Consignes ->
1) D'après le texte sur la démocratie dans l'eurozone, à quel niveau la Commission européenne a-t-elle été reléguée ?
2) Prolongez le texte sur la démocratie dans l'eurozone en reprenant après sa dernière phrase.

Extrait fourni ->

........

De la démocratie dans l'eurozone edit

7 janvier 2013

Au cours de la crise de l’eurozone, les citoyens  ont été de plus en plus écartés des processus de prise de décision, tandis que les dirigeants du Conseil ont assuré la plupart des choix. Cette altération de l’équilibre « démocratique » de l’UE (qui préconise un équilibre relatif entre les principaux acteurs institutionnels de l’UE) a mis à l’écart le Parlement européen (PE) tout en reléguant la Commission européenne au niveau d’un secrétariat voué à la supervision technocratique de règles automatiques émanant de pactes qui imposent des contraintes destinées à assurer la stabilité fiscale. De plus, les parlements nationaux n’ont eu d’autre rôle à jouer que d’entériner les traités intergouvernementaux au risque, s’ils échouaient, d’être sanctionnés par les marchés ou bien, dans les cas des pays emprunteurs soumis à des restrictions budgétaires de la part de l’eurozone ou du FMI, de ne plus pouvoir se financer.

........

Liste ->

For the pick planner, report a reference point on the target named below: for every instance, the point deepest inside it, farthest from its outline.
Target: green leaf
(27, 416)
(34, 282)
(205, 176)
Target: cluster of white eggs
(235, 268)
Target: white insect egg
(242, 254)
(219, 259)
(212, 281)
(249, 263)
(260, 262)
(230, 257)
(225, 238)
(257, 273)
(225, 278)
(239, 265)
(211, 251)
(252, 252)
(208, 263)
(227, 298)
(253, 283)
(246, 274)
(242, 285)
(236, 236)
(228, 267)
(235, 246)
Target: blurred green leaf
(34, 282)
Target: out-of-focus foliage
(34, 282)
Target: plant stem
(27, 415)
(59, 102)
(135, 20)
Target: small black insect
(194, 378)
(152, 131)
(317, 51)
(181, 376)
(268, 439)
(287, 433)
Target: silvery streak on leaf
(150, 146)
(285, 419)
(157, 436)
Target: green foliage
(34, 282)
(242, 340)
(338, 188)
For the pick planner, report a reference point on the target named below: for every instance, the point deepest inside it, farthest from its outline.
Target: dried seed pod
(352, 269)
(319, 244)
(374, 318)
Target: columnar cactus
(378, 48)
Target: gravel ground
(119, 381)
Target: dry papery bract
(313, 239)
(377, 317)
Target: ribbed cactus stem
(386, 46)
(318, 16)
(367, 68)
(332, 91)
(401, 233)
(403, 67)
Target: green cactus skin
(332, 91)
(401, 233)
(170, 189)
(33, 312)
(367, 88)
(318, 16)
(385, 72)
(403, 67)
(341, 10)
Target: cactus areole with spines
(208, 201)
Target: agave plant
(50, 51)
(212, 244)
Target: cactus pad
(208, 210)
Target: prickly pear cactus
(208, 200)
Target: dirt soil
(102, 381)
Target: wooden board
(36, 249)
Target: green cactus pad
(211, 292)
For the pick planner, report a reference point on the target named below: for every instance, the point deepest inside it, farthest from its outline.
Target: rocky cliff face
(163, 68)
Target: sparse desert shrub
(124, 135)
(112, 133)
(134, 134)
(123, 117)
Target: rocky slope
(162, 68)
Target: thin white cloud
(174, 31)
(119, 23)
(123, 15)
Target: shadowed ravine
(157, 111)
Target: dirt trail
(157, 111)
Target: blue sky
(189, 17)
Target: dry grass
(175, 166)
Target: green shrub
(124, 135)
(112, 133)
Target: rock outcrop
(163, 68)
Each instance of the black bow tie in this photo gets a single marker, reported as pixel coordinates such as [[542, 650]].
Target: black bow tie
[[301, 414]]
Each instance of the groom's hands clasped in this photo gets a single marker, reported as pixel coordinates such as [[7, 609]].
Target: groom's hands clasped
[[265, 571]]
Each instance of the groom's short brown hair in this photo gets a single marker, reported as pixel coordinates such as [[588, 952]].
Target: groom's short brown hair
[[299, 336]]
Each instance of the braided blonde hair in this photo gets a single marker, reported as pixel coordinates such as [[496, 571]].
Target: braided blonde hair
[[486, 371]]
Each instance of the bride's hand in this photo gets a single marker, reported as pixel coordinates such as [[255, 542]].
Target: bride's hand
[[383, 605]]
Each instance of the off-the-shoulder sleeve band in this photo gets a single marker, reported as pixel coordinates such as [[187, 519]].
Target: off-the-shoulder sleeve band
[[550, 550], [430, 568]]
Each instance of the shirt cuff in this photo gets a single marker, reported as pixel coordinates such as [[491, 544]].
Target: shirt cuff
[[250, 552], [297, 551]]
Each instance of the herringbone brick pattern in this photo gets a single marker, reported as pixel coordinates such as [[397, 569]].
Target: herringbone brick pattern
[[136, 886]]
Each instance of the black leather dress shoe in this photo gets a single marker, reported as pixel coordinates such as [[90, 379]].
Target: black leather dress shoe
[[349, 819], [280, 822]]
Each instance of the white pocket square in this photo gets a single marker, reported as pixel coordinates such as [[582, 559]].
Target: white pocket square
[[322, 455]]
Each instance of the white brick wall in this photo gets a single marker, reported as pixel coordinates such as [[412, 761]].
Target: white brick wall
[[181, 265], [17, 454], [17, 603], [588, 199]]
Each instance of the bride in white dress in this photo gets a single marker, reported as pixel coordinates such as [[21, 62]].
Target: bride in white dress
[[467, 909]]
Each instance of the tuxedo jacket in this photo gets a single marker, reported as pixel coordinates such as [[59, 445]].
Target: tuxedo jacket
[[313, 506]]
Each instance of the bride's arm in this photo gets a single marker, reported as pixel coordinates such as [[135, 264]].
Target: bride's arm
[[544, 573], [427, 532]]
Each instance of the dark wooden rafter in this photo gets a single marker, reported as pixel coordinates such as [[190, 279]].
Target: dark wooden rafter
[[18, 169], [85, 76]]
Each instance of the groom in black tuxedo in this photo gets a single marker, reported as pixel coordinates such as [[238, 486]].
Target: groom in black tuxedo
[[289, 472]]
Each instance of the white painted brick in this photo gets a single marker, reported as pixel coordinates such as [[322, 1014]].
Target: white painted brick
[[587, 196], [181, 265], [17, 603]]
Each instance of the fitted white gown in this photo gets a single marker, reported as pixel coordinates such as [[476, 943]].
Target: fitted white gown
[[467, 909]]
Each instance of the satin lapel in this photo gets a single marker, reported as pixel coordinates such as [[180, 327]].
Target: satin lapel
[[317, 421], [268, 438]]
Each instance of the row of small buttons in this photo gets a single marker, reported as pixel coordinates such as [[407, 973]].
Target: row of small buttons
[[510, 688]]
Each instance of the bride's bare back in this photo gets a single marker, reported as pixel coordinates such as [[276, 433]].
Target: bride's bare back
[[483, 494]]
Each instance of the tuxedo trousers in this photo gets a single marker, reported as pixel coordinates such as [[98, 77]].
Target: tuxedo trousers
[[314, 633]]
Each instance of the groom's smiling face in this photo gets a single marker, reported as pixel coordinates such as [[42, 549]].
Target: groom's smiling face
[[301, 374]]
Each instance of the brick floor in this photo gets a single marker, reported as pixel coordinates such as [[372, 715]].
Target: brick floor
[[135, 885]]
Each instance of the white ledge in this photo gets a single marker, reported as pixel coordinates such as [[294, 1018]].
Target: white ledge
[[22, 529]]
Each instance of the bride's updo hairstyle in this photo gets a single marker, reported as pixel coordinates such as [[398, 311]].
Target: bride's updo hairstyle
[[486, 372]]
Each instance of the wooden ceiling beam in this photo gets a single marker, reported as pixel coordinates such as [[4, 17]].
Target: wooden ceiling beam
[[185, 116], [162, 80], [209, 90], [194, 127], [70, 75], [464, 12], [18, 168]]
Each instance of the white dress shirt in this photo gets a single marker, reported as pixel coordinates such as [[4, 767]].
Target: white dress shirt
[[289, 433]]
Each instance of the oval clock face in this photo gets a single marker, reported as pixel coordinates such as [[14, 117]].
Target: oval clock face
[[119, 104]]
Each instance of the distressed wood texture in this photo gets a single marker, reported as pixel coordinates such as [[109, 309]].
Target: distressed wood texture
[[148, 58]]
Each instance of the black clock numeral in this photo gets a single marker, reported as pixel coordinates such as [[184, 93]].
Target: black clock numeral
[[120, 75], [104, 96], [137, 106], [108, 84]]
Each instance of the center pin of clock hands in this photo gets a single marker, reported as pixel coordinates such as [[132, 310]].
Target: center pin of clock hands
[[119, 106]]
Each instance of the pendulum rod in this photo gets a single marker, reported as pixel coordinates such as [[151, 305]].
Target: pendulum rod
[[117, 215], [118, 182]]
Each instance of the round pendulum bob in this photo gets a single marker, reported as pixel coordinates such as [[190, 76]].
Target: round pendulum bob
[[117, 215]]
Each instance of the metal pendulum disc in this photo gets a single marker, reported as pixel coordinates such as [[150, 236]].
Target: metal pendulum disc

........

Réponses attendues ->
1) Au niveau d'un secrétariat voué à la supervision technocratique de règles automatiques émanant de pactes qui imposent des contraintes destinées à assurer la stabilité fiscale.

2)
Que ce soit au sein du Conseil européen, du Conseil des ministres, dans les sommets ou au cours des négociations des traités, les dirigeants européens engagés dans les processus de prise de décision se targuent de leur légitimité, au motif qu’ils représentent indirectement les citoyens. Aussi important que puisse paraître l’intergouvernementalisme en pleine crise, ils ne se rendent pas compte du fait qu’il s’agit en réalité du processus le moins démocratique qui soit. Celui-ci confère aux dirigeants avec le plus de pouvoir de négociation un avantage non-démocratique lors des séances de négociation à huis-clos du Conseil. Preuve en est que les politiques d’austérité « ordolibérales » (le néolibéralisme encadré par des règles) centrées sur la « culture de la stabilité » dominent l’eurozone et restent prédominantes quand bien même plusieurs pays de l’eurozone sombrent dans la récession, ou pire – ce qui démontre de manière significative le pouvoir d’un seul pays sur le processus de prise de décision intergouvernementale.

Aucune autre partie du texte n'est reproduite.